* **Supplied entries**:
⟨
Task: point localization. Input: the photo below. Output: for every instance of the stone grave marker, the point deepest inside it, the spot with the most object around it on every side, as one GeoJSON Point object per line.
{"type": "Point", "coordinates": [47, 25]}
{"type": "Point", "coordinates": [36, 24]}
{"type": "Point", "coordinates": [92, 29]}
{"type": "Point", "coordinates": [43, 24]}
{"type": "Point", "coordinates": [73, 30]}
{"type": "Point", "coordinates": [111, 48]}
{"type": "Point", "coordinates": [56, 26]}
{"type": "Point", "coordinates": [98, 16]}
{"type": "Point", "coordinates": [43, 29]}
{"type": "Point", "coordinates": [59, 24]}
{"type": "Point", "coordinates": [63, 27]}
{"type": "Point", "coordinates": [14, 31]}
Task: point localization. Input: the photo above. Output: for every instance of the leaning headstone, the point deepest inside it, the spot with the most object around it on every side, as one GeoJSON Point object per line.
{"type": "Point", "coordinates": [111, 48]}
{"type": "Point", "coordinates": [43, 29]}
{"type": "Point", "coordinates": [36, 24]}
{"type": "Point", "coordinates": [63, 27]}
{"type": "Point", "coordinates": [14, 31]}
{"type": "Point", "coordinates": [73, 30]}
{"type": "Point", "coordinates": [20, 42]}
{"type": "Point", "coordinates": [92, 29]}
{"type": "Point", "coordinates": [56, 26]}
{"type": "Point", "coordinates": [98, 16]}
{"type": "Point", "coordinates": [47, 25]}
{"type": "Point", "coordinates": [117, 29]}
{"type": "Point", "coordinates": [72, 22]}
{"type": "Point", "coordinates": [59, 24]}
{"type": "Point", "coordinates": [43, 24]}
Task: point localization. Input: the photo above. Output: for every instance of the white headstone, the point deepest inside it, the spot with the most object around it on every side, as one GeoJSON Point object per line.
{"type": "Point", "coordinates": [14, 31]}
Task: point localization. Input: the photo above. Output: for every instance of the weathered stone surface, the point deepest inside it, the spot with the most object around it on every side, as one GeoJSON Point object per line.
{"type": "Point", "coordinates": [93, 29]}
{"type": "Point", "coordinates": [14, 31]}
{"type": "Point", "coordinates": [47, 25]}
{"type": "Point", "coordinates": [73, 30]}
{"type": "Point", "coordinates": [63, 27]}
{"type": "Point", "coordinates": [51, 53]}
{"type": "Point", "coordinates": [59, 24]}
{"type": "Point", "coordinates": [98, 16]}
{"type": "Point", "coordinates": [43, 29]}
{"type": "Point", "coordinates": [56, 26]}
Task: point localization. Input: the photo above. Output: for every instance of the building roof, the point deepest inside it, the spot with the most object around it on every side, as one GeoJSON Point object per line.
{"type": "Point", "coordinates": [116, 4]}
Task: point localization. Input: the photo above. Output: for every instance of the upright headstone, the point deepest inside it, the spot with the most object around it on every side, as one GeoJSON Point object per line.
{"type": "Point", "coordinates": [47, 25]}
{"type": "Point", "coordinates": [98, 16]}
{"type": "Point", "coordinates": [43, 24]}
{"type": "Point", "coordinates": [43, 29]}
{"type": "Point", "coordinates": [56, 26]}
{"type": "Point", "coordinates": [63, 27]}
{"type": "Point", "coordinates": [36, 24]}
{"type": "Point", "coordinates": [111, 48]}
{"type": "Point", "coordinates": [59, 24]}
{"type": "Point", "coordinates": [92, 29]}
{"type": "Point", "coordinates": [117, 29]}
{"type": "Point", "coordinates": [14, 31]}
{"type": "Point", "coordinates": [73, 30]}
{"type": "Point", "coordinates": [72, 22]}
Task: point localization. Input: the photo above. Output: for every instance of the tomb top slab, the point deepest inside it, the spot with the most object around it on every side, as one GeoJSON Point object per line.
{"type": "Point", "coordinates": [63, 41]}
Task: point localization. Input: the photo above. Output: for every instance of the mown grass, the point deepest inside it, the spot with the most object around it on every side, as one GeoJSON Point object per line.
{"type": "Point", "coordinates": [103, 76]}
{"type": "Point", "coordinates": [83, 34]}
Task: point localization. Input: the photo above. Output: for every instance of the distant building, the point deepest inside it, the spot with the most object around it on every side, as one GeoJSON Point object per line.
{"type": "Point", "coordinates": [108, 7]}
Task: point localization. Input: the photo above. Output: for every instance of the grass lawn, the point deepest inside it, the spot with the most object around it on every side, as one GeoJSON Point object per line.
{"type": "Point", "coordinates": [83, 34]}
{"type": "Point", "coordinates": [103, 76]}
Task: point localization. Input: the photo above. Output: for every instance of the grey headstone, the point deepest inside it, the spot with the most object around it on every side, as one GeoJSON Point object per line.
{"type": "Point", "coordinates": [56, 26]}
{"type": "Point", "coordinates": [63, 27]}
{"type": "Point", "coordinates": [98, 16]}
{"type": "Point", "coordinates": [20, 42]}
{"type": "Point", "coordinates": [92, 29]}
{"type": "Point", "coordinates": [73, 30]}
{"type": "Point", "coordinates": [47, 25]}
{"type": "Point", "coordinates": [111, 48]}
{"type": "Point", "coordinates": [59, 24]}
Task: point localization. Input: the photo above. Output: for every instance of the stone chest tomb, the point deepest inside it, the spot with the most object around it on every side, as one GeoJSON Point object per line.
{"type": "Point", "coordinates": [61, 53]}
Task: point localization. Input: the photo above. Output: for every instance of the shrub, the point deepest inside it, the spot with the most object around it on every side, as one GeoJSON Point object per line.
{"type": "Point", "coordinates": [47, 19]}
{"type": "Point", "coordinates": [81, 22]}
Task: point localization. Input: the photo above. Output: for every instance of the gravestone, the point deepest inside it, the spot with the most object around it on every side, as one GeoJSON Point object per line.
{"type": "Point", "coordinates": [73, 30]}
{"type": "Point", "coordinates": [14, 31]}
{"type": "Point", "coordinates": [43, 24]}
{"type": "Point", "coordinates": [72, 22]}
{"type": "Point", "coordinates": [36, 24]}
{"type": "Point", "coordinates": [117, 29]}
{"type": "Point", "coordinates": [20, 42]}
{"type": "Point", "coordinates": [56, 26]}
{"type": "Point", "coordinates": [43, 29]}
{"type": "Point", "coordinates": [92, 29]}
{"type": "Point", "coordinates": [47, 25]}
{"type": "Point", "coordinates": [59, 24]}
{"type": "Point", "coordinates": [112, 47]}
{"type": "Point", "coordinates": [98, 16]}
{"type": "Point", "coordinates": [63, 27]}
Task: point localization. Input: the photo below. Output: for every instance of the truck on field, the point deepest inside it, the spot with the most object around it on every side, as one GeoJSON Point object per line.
⟩
* **Problem requirements**:
Once more, write down the full material exactly as it appears.

* **Answer**:
Task: point localization. Input: the photo below. Output: for every instance of the stone grave marker, the point deepest inside it, the spot with the most object around it on every side, as one GeoJSON Point object per line.
{"type": "Point", "coordinates": [47, 25]}
{"type": "Point", "coordinates": [36, 24]}
{"type": "Point", "coordinates": [92, 29]}
{"type": "Point", "coordinates": [43, 24]}
{"type": "Point", "coordinates": [73, 30]}
{"type": "Point", "coordinates": [111, 48]}
{"type": "Point", "coordinates": [56, 26]}
{"type": "Point", "coordinates": [98, 16]}
{"type": "Point", "coordinates": [43, 29]}
{"type": "Point", "coordinates": [59, 24]}
{"type": "Point", "coordinates": [63, 27]}
{"type": "Point", "coordinates": [14, 31]}
Task: point localization. Input: the photo above. Output: for every instance of the leaning headstone, the point deepest inside it, the spot with the most object around it on every side, as one GeoJSON Point object per line.
{"type": "Point", "coordinates": [111, 48]}
{"type": "Point", "coordinates": [43, 29]}
{"type": "Point", "coordinates": [36, 24]}
{"type": "Point", "coordinates": [63, 27]}
{"type": "Point", "coordinates": [14, 31]}
{"type": "Point", "coordinates": [73, 30]}
{"type": "Point", "coordinates": [20, 42]}
{"type": "Point", "coordinates": [92, 29]}
{"type": "Point", "coordinates": [56, 26]}
{"type": "Point", "coordinates": [98, 16]}
{"type": "Point", "coordinates": [47, 25]}
{"type": "Point", "coordinates": [117, 29]}
{"type": "Point", "coordinates": [72, 22]}
{"type": "Point", "coordinates": [59, 24]}
{"type": "Point", "coordinates": [43, 24]}
Task: point localization. Input: the photo above. Output: for every instance of the white headstone, the point deepest inside it, the spot with the most object around it on every side, as one GeoJSON Point object per line.
{"type": "Point", "coordinates": [14, 31]}
Task: point localization. Input: the photo above. Output: for every instance of the weathered stone surface, the point deepest inside it, the spot with the most object around it on every side, as one GeoJSON Point object per line.
{"type": "Point", "coordinates": [93, 29]}
{"type": "Point", "coordinates": [14, 31]}
{"type": "Point", "coordinates": [47, 25]}
{"type": "Point", "coordinates": [73, 30]}
{"type": "Point", "coordinates": [63, 27]}
{"type": "Point", "coordinates": [51, 53]}
{"type": "Point", "coordinates": [59, 24]}
{"type": "Point", "coordinates": [98, 16]}
{"type": "Point", "coordinates": [43, 29]}
{"type": "Point", "coordinates": [56, 26]}
Task: point localization. Input: the photo above. Output: for every instance of the building roof, the point deepest inside it, the spot with the most object around it on every side, as one GeoJSON Point object per line.
{"type": "Point", "coordinates": [116, 4]}
Task: point localization. Input: the photo above. Output: for every instance of the upright headstone, the point deepest inside it, the spot with the most object around it on every side, as one GeoJSON Point object per line.
{"type": "Point", "coordinates": [47, 25]}
{"type": "Point", "coordinates": [98, 16]}
{"type": "Point", "coordinates": [43, 24]}
{"type": "Point", "coordinates": [43, 29]}
{"type": "Point", "coordinates": [56, 26]}
{"type": "Point", "coordinates": [63, 27]}
{"type": "Point", "coordinates": [36, 24]}
{"type": "Point", "coordinates": [111, 48]}
{"type": "Point", "coordinates": [59, 24]}
{"type": "Point", "coordinates": [92, 29]}
{"type": "Point", "coordinates": [117, 29]}
{"type": "Point", "coordinates": [14, 31]}
{"type": "Point", "coordinates": [73, 30]}
{"type": "Point", "coordinates": [72, 22]}
Task: point localization. Input: the photo above. Output: for every instance of the tomb top slab, the point deepest inside it, the spot with the most object around it on every side, as one GeoJSON Point object per line.
{"type": "Point", "coordinates": [63, 41]}
Task: point localization. Input: the photo above. Output: for every instance of the mown grass, the point deepest inside it, the spot with the most object around it on every side, as one GeoJSON Point object per line.
{"type": "Point", "coordinates": [103, 76]}
{"type": "Point", "coordinates": [83, 34]}
Task: point localization. Input: the photo above. Output: for every instance of the distant building, the point deepest inside it, the spot with the most object around it on every side, as one GeoJSON Point object per line.
{"type": "Point", "coordinates": [108, 7]}
Task: point localization. Input: the photo above. Output: for every instance of the grass lawn, the point deepest inside it, the spot with the most object around it on every side, as one GeoJSON Point object per line.
{"type": "Point", "coordinates": [83, 34]}
{"type": "Point", "coordinates": [103, 76]}
Task: point localization. Input: the photo above. Output: for every instance of the grey headstone, the point deepest inside it, the spot with the most object around it on every side, as one GeoJSON Point object per line.
{"type": "Point", "coordinates": [56, 26]}
{"type": "Point", "coordinates": [63, 27]}
{"type": "Point", "coordinates": [98, 16]}
{"type": "Point", "coordinates": [20, 42]}
{"type": "Point", "coordinates": [92, 29]}
{"type": "Point", "coordinates": [73, 30]}
{"type": "Point", "coordinates": [47, 25]}
{"type": "Point", "coordinates": [111, 48]}
{"type": "Point", "coordinates": [59, 24]}
Task: point localization. Input: the photo above. Output: for every instance of the stone chest tomb, the point deepest inside it, the spot with the most object around it on every side, as one GeoJSON Point object per line.
{"type": "Point", "coordinates": [61, 53]}
Task: point localization. Input: the photo above. Output: for every instance of the shrub, the point deepest inside it, the spot with the most object around it on every side, as one GeoJSON Point object per line.
{"type": "Point", "coordinates": [47, 19]}
{"type": "Point", "coordinates": [81, 22]}
Task: point localization. Input: the photo above. Output: for every instance of the gravestone, the point deepest inside it, the spot with the most object around it on every side, as one GeoJSON Point object per line.
{"type": "Point", "coordinates": [73, 30]}
{"type": "Point", "coordinates": [14, 31]}
{"type": "Point", "coordinates": [43, 24]}
{"type": "Point", "coordinates": [72, 22]}
{"type": "Point", "coordinates": [36, 24]}
{"type": "Point", "coordinates": [117, 29]}
{"type": "Point", "coordinates": [20, 42]}
{"type": "Point", "coordinates": [56, 26]}
{"type": "Point", "coordinates": [43, 29]}
{"type": "Point", "coordinates": [92, 29]}
{"type": "Point", "coordinates": [47, 25]}
{"type": "Point", "coordinates": [59, 24]}
{"type": "Point", "coordinates": [112, 47]}
{"type": "Point", "coordinates": [98, 16]}
{"type": "Point", "coordinates": [63, 27]}
Task: point localization. Input: the photo below. Output: for every instance of the truck on field, the point deepest inside it, the spot with the most object around it on every side, as one GeoJSON Point object per line.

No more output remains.